Task goal:
Please repeat the listing below in its entirety, exactly.

Data records:
╔══
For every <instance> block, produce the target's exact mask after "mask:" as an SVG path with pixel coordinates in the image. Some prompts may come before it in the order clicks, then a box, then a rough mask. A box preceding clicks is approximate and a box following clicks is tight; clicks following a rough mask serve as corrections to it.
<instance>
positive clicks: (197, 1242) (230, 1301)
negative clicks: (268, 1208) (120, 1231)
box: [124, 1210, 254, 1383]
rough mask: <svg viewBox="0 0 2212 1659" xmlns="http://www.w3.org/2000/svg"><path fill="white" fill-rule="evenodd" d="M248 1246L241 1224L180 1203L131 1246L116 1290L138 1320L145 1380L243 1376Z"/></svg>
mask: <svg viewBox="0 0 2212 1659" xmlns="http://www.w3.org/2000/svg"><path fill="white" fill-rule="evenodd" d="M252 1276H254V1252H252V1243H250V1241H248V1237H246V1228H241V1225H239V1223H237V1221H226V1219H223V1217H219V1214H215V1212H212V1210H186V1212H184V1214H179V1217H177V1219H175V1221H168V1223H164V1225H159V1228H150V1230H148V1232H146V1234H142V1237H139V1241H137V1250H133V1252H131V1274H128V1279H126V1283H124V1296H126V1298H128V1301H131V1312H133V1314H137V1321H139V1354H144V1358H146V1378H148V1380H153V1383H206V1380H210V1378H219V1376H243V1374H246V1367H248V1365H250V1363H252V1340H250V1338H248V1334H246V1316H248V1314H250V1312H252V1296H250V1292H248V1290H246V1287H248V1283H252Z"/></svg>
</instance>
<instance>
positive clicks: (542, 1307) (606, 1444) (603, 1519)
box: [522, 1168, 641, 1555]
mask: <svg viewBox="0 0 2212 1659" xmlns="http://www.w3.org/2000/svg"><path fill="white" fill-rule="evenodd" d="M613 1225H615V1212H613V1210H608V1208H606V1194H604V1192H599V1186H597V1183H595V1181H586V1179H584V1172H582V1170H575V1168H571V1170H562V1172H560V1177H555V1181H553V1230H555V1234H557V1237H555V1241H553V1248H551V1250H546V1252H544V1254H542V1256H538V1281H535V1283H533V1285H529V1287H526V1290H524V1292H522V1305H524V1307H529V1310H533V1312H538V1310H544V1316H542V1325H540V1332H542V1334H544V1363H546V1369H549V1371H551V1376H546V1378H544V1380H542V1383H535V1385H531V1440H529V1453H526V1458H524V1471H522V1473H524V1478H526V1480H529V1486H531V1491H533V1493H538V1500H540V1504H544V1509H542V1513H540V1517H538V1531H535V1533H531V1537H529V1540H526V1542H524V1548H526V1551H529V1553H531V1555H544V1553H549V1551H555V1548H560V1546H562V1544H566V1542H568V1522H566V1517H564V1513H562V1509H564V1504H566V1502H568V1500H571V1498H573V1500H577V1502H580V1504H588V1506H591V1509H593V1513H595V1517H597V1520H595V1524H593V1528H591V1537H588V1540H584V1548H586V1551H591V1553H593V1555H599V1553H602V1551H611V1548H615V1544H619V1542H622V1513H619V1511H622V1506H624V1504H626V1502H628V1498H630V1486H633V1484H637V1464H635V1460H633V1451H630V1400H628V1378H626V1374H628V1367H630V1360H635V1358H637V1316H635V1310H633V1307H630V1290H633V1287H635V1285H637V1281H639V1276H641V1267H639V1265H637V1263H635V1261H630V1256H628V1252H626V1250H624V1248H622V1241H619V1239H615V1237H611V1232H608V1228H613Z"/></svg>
╚══
Result for this task:
For every <instance> block, produce the target's exact mask after "mask:" as an SVG path with pixel coordinates in the image. Some prompts may come before it in the order clicks, then a box, then a rough mask. A box preceding clicks is approximate and a box following clicks is tight; clicks following a rough mask serve as corrections to it.
<instance>
positive clicks: (197, 1242) (230, 1301)
negative clicks: (268, 1208) (120, 1231)
box: [124, 1210, 254, 1383]
rough mask: <svg viewBox="0 0 2212 1659" xmlns="http://www.w3.org/2000/svg"><path fill="white" fill-rule="evenodd" d="M248 1246L241 1224L180 1203L131 1246L116 1290L138 1320L145 1380L243 1376Z"/></svg>
mask: <svg viewBox="0 0 2212 1659" xmlns="http://www.w3.org/2000/svg"><path fill="white" fill-rule="evenodd" d="M252 1276H254V1252H252V1243H250V1241H248V1237H246V1228H241V1225H239V1223H237V1221H226V1219H223V1217H219V1214H215V1212H212V1210H186V1212H184V1214H179V1217H177V1219H175V1221H168V1223H164V1225H159V1228H150V1230H148V1232H146V1234H142V1237H139V1241H137V1250H133V1252H131V1274H128V1279H126V1283H124V1296H126V1298H128V1301H131V1312H133V1314H137V1321H139V1354H144V1358H146V1378H148V1380H153V1383H206V1380H210V1378H219V1376H243V1374H246V1367H248V1365H250V1363H252V1340H250V1338H248V1334H246V1316H248V1314H250V1312H252V1296H250V1292H248V1290H246V1287H248V1283H252Z"/></svg>
</instance>
<instance>
positive clicks: (542, 1307) (606, 1444) (603, 1519)
box: [522, 1168, 641, 1555]
mask: <svg viewBox="0 0 2212 1659" xmlns="http://www.w3.org/2000/svg"><path fill="white" fill-rule="evenodd" d="M613 1225H615V1212H613V1210H608V1208H606V1194H604V1192H599V1186H597V1183H595V1181H586V1179H584V1172H582V1170H575V1168H571V1170H562V1172H560V1177H555V1181H553V1230H555V1234H557V1237H555V1241H553V1248H551V1250H546V1252H544V1254H542V1256H538V1281H535V1283H533V1285H529V1287H526V1290H524V1292H522V1305H524V1307H529V1310H533V1312H538V1310H544V1316H542V1325H540V1332H542V1334H544V1363H546V1369H549V1371H551V1376H546V1378H544V1380H542V1383H535V1385H531V1440H529V1453H526V1458H524V1471H522V1473H524V1478H526V1480H529V1486H531V1491H533V1493H538V1500H540V1504H544V1509H542V1513H540V1517H538V1531H535V1533H531V1537H529V1540H526V1542H524V1548H526V1551H529V1553H531V1555H544V1553H549V1551H555V1548H560V1546H562V1544H566V1542H568V1522H566V1517H564V1513H562V1509H564V1504H566V1502H568V1500H571V1498H573V1500H577V1502H580V1504H588V1506H591V1509H593V1513H595V1517H597V1520H595V1524H593V1528H591V1537H588V1540H584V1548H586V1551H591V1553H593V1555H599V1553H602V1551H611V1548H615V1544H619V1542H622V1513H619V1511H622V1506H624V1504H626V1502H628V1498H630V1486H633V1484H637V1464H635V1460H633V1451H630V1400H628V1378H626V1374H628V1367H630V1360H635V1358H637V1316H635V1310H633V1307H630V1290H633V1287H635V1285H637V1281H639V1276H641V1267H639V1265H637V1263H635V1261H630V1256H628V1252H626V1250H624V1248H622V1241H619V1239H615V1237H611V1232H608V1228H613Z"/></svg>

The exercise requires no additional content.